**Aim of the exercise:**
Write out every line of the records below as a numbered list, dropping any blank lines and leaving the pictures out.

**Dataset extract:**
------------------------
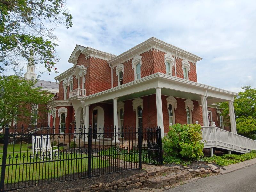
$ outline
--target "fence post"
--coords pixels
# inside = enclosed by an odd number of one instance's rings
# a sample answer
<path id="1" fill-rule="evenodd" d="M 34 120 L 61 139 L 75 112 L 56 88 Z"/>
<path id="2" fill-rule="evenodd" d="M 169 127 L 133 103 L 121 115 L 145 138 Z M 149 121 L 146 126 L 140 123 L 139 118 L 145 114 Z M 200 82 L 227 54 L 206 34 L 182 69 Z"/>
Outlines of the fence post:
<path id="1" fill-rule="evenodd" d="M 142 169 L 142 130 L 139 126 L 138 128 L 138 141 L 139 144 L 139 167 L 140 169 Z"/>
<path id="2" fill-rule="evenodd" d="M 8 126 L 8 124 L 6 124 L 4 132 L 4 146 L 3 149 L 1 178 L 0 179 L 0 191 L 4 191 L 4 179 L 5 177 L 5 168 L 6 168 L 6 161 L 7 158 L 7 147 L 8 146 L 9 134 L 9 127 Z"/>
<path id="3" fill-rule="evenodd" d="M 87 167 L 87 175 L 91 177 L 92 173 L 92 129 L 90 125 L 88 129 L 88 164 Z"/>
<path id="4" fill-rule="evenodd" d="M 161 128 L 160 127 L 158 127 L 158 141 L 159 142 L 159 155 L 160 156 L 160 164 L 162 165 L 164 164 L 163 160 L 163 147 L 162 146 L 162 137 L 161 134 Z"/>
------------------------
**Result of this exercise:**
1. $ outline
2. --target "fence post"
3. --coords pixels
4. # inside = enclosed by an odd number of one instance's rings
5. # a sample answer
6. <path id="1" fill-rule="evenodd" d="M 34 120 L 61 139 L 75 112 L 56 88 Z"/>
7. <path id="2" fill-rule="evenodd" d="M 169 127 L 133 103 L 121 115 L 145 138 Z M 149 121 L 146 126 L 140 123 L 139 118 L 145 114 Z M 200 82 L 227 54 L 206 34 L 182 69 Z"/>
8. Outlines of the fence post:
9. <path id="1" fill-rule="evenodd" d="M 142 169 L 142 130 L 139 126 L 138 128 L 138 141 L 139 144 L 139 167 L 140 169 Z"/>
10. <path id="2" fill-rule="evenodd" d="M 8 126 L 8 124 L 6 124 L 4 132 L 4 146 L 3 149 L 1 178 L 0 179 L 0 191 L 4 191 L 4 179 L 5 177 L 5 168 L 6 168 L 6 161 L 7 158 L 7 147 L 8 146 L 9 134 L 9 127 Z"/>
11. <path id="3" fill-rule="evenodd" d="M 87 167 L 87 175 L 91 177 L 92 173 L 92 129 L 90 125 L 88 129 L 88 164 Z"/>
12. <path id="4" fill-rule="evenodd" d="M 161 128 L 160 127 L 158 127 L 158 141 L 159 142 L 159 155 L 160 156 L 160 164 L 162 165 L 164 164 L 163 160 L 163 147 L 162 146 L 162 137 L 161 134 Z"/>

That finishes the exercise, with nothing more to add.